====== MATERIAL TO PROCESS

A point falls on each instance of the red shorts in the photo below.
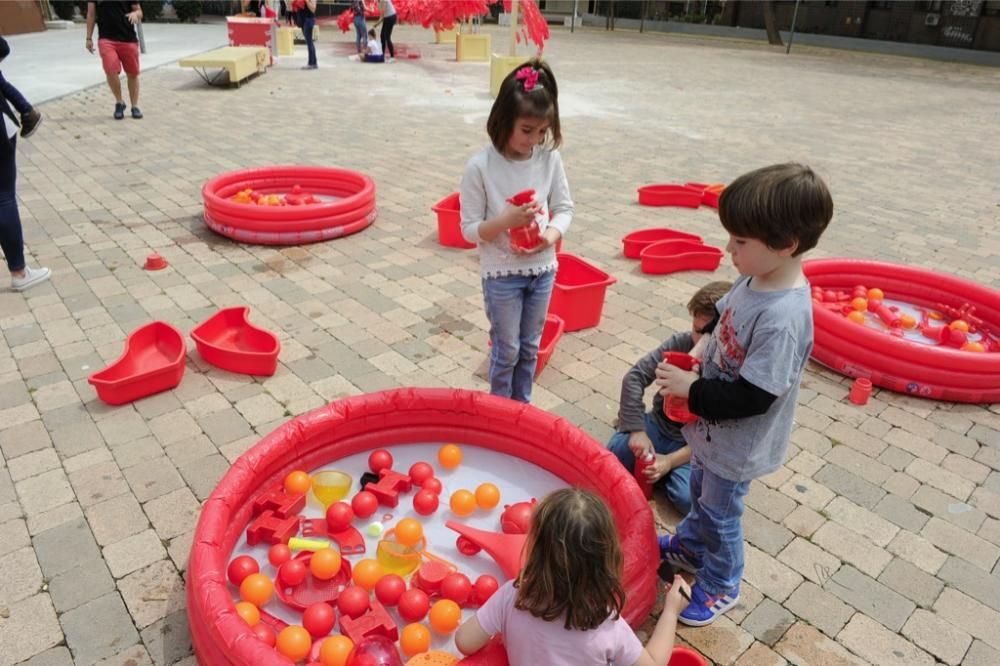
(117, 56)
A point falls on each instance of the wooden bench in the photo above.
(238, 62)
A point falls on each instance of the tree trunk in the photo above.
(773, 36)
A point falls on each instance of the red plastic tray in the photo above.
(669, 195)
(635, 242)
(680, 255)
(449, 212)
(153, 361)
(578, 295)
(229, 341)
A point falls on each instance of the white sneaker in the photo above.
(32, 276)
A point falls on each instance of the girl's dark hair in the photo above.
(574, 565)
(513, 102)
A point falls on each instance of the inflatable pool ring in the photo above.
(346, 205)
(396, 418)
(935, 371)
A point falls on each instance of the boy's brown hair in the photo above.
(778, 205)
(574, 564)
(514, 102)
(704, 300)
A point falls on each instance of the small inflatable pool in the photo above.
(959, 367)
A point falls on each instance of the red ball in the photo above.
(420, 472)
(240, 568)
(432, 484)
(389, 589)
(364, 504)
(484, 588)
(265, 634)
(279, 554)
(413, 605)
(318, 619)
(339, 516)
(425, 502)
(379, 460)
(292, 572)
(353, 601)
(456, 587)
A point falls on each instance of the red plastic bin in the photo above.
(669, 195)
(634, 243)
(679, 255)
(153, 361)
(449, 212)
(229, 341)
(578, 295)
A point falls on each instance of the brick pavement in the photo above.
(877, 543)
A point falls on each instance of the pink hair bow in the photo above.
(530, 77)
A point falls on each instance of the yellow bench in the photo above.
(238, 62)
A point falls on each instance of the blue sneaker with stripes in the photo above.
(704, 607)
(677, 555)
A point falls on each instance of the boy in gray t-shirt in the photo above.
(750, 372)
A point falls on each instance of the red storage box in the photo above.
(449, 212)
(578, 295)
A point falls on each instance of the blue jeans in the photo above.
(308, 24)
(676, 482)
(361, 32)
(516, 306)
(713, 530)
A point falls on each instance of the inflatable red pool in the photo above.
(927, 369)
(394, 419)
(344, 203)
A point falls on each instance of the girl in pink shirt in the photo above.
(565, 606)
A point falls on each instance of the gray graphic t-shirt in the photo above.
(766, 338)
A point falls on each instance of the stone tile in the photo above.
(819, 608)
(98, 628)
(870, 597)
(880, 646)
(30, 628)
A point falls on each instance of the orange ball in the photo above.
(462, 502)
(367, 572)
(294, 642)
(450, 456)
(248, 612)
(257, 589)
(416, 638)
(297, 483)
(335, 650)
(487, 496)
(409, 531)
(325, 563)
(445, 616)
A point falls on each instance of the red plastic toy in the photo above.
(679, 255)
(579, 291)
(635, 242)
(229, 341)
(153, 361)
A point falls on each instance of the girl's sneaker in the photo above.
(677, 555)
(704, 607)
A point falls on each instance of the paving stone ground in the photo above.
(877, 543)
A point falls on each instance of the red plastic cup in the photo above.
(860, 391)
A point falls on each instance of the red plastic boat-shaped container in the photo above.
(229, 341)
(578, 294)
(153, 361)
(449, 212)
(680, 255)
(635, 242)
(669, 195)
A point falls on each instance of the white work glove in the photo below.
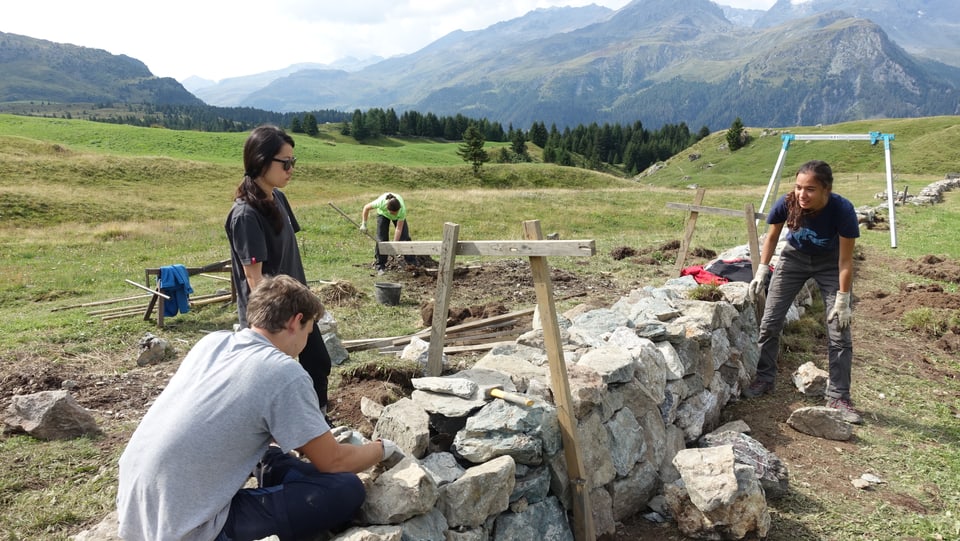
(347, 435)
(759, 284)
(389, 449)
(841, 310)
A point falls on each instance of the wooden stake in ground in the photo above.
(584, 529)
(688, 232)
(448, 253)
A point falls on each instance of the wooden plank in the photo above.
(688, 232)
(100, 303)
(155, 292)
(448, 255)
(525, 248)
(477, 347)
(583, 528)
(361, 344)
(713, 210)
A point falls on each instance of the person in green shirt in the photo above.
(390, 208)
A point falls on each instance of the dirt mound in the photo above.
(936, 268)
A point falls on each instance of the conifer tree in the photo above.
(735, 135)
(471, 150)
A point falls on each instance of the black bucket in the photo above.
(387, 293)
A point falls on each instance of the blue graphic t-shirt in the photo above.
(820, 233)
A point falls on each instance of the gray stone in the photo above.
(481, 492)
(443, 467)
(627, 435)
(399, 494)
(431, 526)
(502, 428)
(631, 494)
(153, 350)
(105, 530)
(810, 380)
(406, 424)
(338, 353)
(821, 422)
(457, 386)
(533, 485)
(49, 415)
(708, 476)
(602, 505)
(371, 533)
(613, 363)
(543, 521)
(370, 409)
(770, 470)
(746, 514)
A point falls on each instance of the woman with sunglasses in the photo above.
(261, 229)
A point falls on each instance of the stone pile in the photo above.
(648, 378)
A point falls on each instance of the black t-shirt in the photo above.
(253, 240)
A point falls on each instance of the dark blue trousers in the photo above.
(294, 501)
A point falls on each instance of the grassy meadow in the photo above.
(85, 206)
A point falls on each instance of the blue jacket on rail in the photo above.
(175, 283)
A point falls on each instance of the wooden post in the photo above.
(753, 240)
(584, 529)
(688, 233)
(441, 303)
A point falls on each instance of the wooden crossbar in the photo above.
(537, 250)
(523, 248)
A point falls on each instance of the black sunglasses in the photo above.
(288, 164)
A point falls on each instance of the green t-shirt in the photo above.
(380, 204)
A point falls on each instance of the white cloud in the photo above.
(216, 39)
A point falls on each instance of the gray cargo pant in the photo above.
(792, 271)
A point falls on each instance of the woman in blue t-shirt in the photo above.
(822, 229)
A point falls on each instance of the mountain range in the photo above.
(657, 61)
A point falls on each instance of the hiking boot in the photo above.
(758, 388)
(847, 412)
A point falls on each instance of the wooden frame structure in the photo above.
(537, 250)
(159, 298)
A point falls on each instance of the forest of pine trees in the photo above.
(631, 148)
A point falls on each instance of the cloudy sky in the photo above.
(216, 39)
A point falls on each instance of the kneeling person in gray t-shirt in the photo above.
(183, 471)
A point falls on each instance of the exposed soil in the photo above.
(878, 334)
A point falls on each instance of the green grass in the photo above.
(86, 206)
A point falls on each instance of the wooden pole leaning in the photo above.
(537, 250)
(584, 529)
(448, 254)
(688, 232)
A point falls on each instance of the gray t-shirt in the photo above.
(196, 446)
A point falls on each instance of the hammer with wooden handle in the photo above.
(516, 398)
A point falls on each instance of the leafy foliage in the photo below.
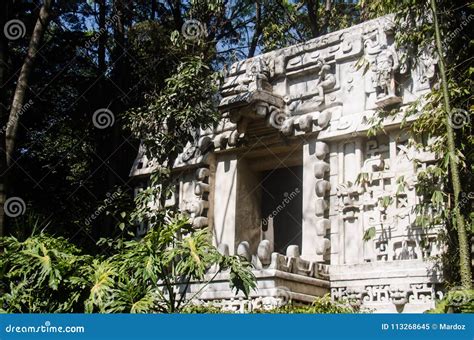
(45, 274)
(41, 275)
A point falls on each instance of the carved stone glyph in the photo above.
(308, 108)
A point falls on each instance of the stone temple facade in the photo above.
(290, 180)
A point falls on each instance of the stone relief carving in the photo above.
(399, 295)
(316, 91)
(198, 208)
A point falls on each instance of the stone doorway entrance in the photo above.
(281, 207)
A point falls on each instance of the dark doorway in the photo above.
(282, 215)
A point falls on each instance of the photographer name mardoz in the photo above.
(451, 327)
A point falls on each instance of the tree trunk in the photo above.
(4, 17)
(258, 29)
(103, 37)
(312, 6)
(327, 14)
(464, 254)
(23, 79)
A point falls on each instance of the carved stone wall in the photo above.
(310, 105)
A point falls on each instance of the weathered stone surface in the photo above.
(309, 106)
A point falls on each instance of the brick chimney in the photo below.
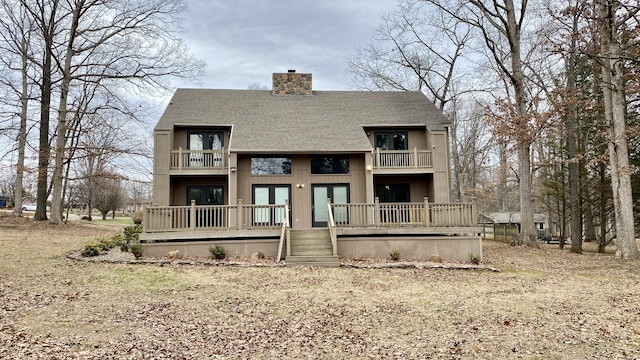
(291, 83)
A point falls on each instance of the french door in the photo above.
(270, 195)
(320, 193)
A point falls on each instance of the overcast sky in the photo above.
(245, 41)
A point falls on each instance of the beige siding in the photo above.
(441, 180)
(161, 163)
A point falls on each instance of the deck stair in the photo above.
(311, 248)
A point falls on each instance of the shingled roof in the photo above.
(327, 121)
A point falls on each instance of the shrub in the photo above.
(132, 232)
(218, 252)
(91, 249)
(136, 250)
(137, 217)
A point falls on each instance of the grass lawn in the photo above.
(544, 304)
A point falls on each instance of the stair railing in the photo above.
(332, 228)
(283, 230)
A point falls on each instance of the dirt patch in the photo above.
(543, 304)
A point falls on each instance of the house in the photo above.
(307, 175)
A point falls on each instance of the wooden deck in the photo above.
(415, 229)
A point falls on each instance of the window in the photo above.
(205, 140)
(335, 164)
(205, 195)
(393, 192)
(270, 195)
(270, 166)
(391, 140)
(205, 149)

============

* [DIRECTIONS FOR THIS TASK] Pictures are to be left out when the entries above are repeated exactly.

* [REPLY]
A point falls on each instance of the red shorts in the photo below.
(117, 56)
A point falls on each instance of the wooden bench in the photo above.
(238, 62)
A point falls on each instance of the tree trunk in the photo above.
(773, 36)
A point falls on each instance of the red plastic tray in the photo above.
(669, 195)
(635, 242)
(680, 255)
(449, 212)
(153, 361)
(578, 295)
(229, 341)
A point falls on each instance of the white sneaker in the photo above.
(32, 276)
A point falls on each instance of the girl's dark hair in the photo above.
(574, 565)
(513, 102)
A point falls on each instance of the inflatable pool ring in the photo above.
(346, 205)
(396, 418)
(935, 371)
A point falls on each instance of the boy's brown hair in the photo above.
(778, 205)
(574, 564)
(514, 102)
(704, 300)
A point falls on each instance of the small inflatable pool in the photo above.
(959, 367)
A point falls on each instance of the red ball in the photo above.
(420, 472)
(240, 568)
(432, 484)
(389, 589)
(364, 504)
(484, 588)
(265, 634)
(279, 554)
(413, 605)
(318, 619)
(339, 516)
(425, 502)
(379, 460)
(292, 572)
(353, 601)
(456, 587)
A point falls on each instance of the red plastic bin in the photo above.
(669, 195)
(634, 243)
(679, 255)
(153, 361)
(449, 212)
(229, 341)
(578, 295)
A point falls on each instance of the brick pavement in the photo above.
(877, 543)
A point falls on each instance of the pink hair bow in the photo above.
(530, 77)
A point falls on each instance of the yellow bench in the photo above.
(238, 62)
A point falls on each instance of the blue sneaker with stripes in the photo above.
(704, 607)
(677, 555)
A point falls on each instance of the boy in gray t-shirt in the photo above.
(750, 372)
A point falls on each instance of the red storage box in the photo above.
(449, 212)
(578, 295)
A point falls on each instance of the blue jeans in the photo above.
(308, 24)
(676, 482)
(361, 32)
(516, 306)
(713, 530)
A point falls on each instance of the inflatable red pool in the photo above.
(927, 369)
(394, 419)
(344, 203)
A point falls on each instance of the girl in pink shirt in the photo above.
(565, 606)
A point falls on each instance of the gray graphic t-shirt in the photo above.
(766, 338)
A point falls on each instance of the stone tile in the photo above.
(819, 608)
(98, 628)
(870, 597)
(880, 646)
(30, 628)
A point falls on each instance of the orange ball in the photo above.
(462, 502)
(367, 572)
(294, 642)
(450, 456)
(248, 612)
(257, 589)
(416, 638)
(297, 483)
(335, 650)
(487, 496)
(409, 531)
(325, 563)
(445, 616)
A point falls on each instance of the red plastic toy in the photo above.
(679, 255)
(579, 291)
(635, 242)
(229, 341)
(153, 361)
A point falls on each instance of the girl's sneaker in the photo above.
(677, 555)
(704, 607)
A point falls on each instance of the paving stone ground in the photo above.
(877, 543)
A point falls on each instance of the red plastic cup in the photo above.
(860, 391)
A point falls on each instance of the red plastic boat-shaped container in the photo above.
(229, 341)
(578, 294)
(153, 361)
(449, 212)
(680, 255)
(635, 242)
(669, 195)
A point falls on each instance of the white work glove in the photo below.
(347, 435)
(759, 284)
(389, 449)
(841, 310)
A point falls on each instance of the wooden stake in ground in the photo above.
(584, 529)
(688, 232)
(448, 253)
A point falls on each instance of the wooden plank in the photo above.
(688, 232)
(100, 303)
(155, 292)
(448, 255)
(525, 248)
(477, 347)
(583, 528)
(361, 344)
(713, 210)
A point falls on each instance of the person in green shirt in the photo above.
(390, 208)
A point falls on each instance of the dirt mound in the photo above.
(936, 268)
A point falls on each instance of the conifer tree in the photo above.
(735, 135)
(471, 150)
A point falls on each instance of the black bucket in the photo above.
(387, 293)
A point falls on each instance of the blue graphic t-shirt in the photo above.
(820, 233)
A point falls on each instance of the gray stone in the photo above.
(481, 492)
(443, 467)
(627, 435)
(399, 494)
(431, 526)
(502, 428)
(631, 494)
(153, 350)
(105, 530)
(810, 380)
(406, 424)
(338, 353)
(821, 422)
(457, 386)
(533, 485)
(49, 415)
(708, 476)
(602, 505)
(371, 533)
(613, 363)
(543, 521)
(370, 409)
(770, 470)
(746, 514)
A point falls on each instance of the woman with sunglasses in the photo above.
(261, 229)
A point falls on each instance of the stone pile in the photo above.
(648, 378)
A point falls on each instance of the black t-shirt in the photo above.
(253, 240)
A point falls on each instance of the dark blue trousers in the photo above.
(294, 501)
A point falls on each instance of the grassy meadow in the photo above.
(85, 206)
A point falls on each instance of the blue jacket on rail in the photo above.
(175, 283)
A point falls on each instance of the wooden post in the photo above.
(753, 240)
(584, 529)
(688, 233)
(441, 303)
A point falls on each instance of the wooden crossbar in the photo above.
(537, 250)
(523, 248)
A point falls on each instance of the black sunglasses in the photo above.
(288, 164)
A point falls on each instance of the green t-shirt in the photo above.
(380, 204)
A point falls on each instance of the white cloud in the photo above.
(216, 39)
A point falls on each instance of the gray cargo pant in the photo above.
(792, 271)
A point falls on each instance of the woman in blue t-shirt in the photo above.
(822, 229)
A point falls on each instance of the mountain range in the photo above.
(657, 61)
A point falls on each instance of the hiking boot in the photo above.
(758, 388)
(847, 412)
A point falls on each instance of the wooden frame structure in the photo above.
(537, 250)
(159, 298)
A point falls on each instance of the forest of pine trees in the photo above.
(631, 148)
A point falls on each instance of the cloudy sky in the photo above.
(216, 39)
A point falls on each instance of the kneeling person in gray t-shirt in the photo above.
(183, 471)
A point falls on each instance of the exposed soil in the photo above.
(878, 334)
A point falls on each instance of the green grass in the photo above.
(86, 206)
A point falls on each instance of the wooden pole leaning in the photo above.
(537, 250)
(584, 529)
(448, 254)
(688, 232)
A point falls on each instance of the gray t-shirt in the photo above.
(196, 446)
A point falls on each instance of the hammer with wooden handle in the photo above.
(516, 398)
A point falls on each instance of the leafy foliage in the photo below.
(45, 274)
(41, 275)
A point falls on each instance of the carved stone glyph in the photo above.
(308, 108)
A point falls on each instance of the stone temple facade in the photo above.
(290, 180)
A point falls on each instance of the stone relief carving in the photo above.
(399, 295)
(316, 91)
(198, 208)
A point falls on each instance of the stone doorway entrance in the photo above.
(281, 207)
A point falls on each instance of the dark doorway in the photo above.
(282, 215)
A point falls on each instance of the photographer name mardoz in the photo above.
(451, 327)
A point falls on each instance of the tree trunk in the photo above.
(4, 17)
(258, 29)
(103, 37)
(312, 6)
(327, 14)
(464, 254)
(23, 79)
A point falls on each instance of the carved stone wall in the photo above.
(310, 105)
A point falls on each instance of the weathered stone surface in the photo above.
(309, 106)
A point falls on each instance of the brick chimney in the photo below.
(291, 83)
A point falls on each instance of the french door in the photo above.
(270, 195)
(320, 193)
A point falls on each instance of the overcast sky in the photo above.
(245, 41)
A point falls on each instance of the beige siding in the photo above.
(441, 180)
(161, 163)
A point falls on each instance of the deck stair in the photo above.
(311, 248)
A point falls on each instance of the shingled roof in the photo above.
(327, 121)
A point falls on each instance of the shrub in the photo above.
(132, 232)
(218, 252)
(91, 249)
(136, 250)
(137, 217)
A point falls on each instance of the grass lawn in the photo above.
(544, 304)
A point falls on each instance of the stair railing in the photo above.
(332, 228)
(283, 230)
A point falls on each instance of the dirt patch in the photo above.
(543, 304)
A point falls on each instance of the house in the photo above.
(307, 175)
A point falls on each instance of the wooden deck in the photo above.
(415, 229)
A point falls on each instance of the window in the photo above.
(205, 140)
(335, 164)
(205, 195)
(393, 192)
(270, 195)
(270, 166)
(391, 140)
(205, 149)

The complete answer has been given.